• **PROBLEMS TO WORK ON**
1) According to the call for papers, what is the deadline for submitting paper abstracts?
2) List everything that the call for papers says was reshaping and redefining its own cultural and political identities in Western Europe.

CFP: ACLA ’08: Coming up for Heir: Identities & Sexualities Let Loose in the Early Modern Age

by Jessica C. Murphy

Coming up for Heir: Identities & Sexualities Let Loose in the Early Modern Age (deadline for submission of paper abstracts: Nov. 17, 2007)
Seminar Organizers: Cheryl Goldstein, Cal State Long Beach, Nhora Serrano, Cal State Long Beach
The European Early Modern Age designates a period that spans from the Quatrocento to the Enlightenment, between the 15th and 18th centuries. Known for its rich interconnectedness between cultures and languages, it was a fertile period that witnessed monumental political and historical shifts such as the accelerated Christianization of many non-Western populations as well as the advent of the Age of Exploration. As the many kingdoms, languages and burgeoning countries (city-states) in Western Europe were reshaping and redefining their own cultural and political identities, Early Modern writers were engaging with polemics of the day asserting and confronting their own identities and sexualities within and outside the domain of the written word. Male and female writers express a fascination with a turn to the classical golden age explaining the epistemological and philosophical shift and pursuing questions of subjectivity and representation. Our panel will reflect on the nature of these variously recorded identities and their engagement with community as a cultural and visual exercise.

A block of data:

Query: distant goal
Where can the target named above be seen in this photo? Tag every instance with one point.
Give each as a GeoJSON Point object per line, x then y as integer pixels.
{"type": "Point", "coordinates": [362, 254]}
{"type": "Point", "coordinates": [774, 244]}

• **ANSWER SET**
1) Nov. 17, 2007

2)
- Kingdoms
- Languages
- Burgeoning countries (city-states)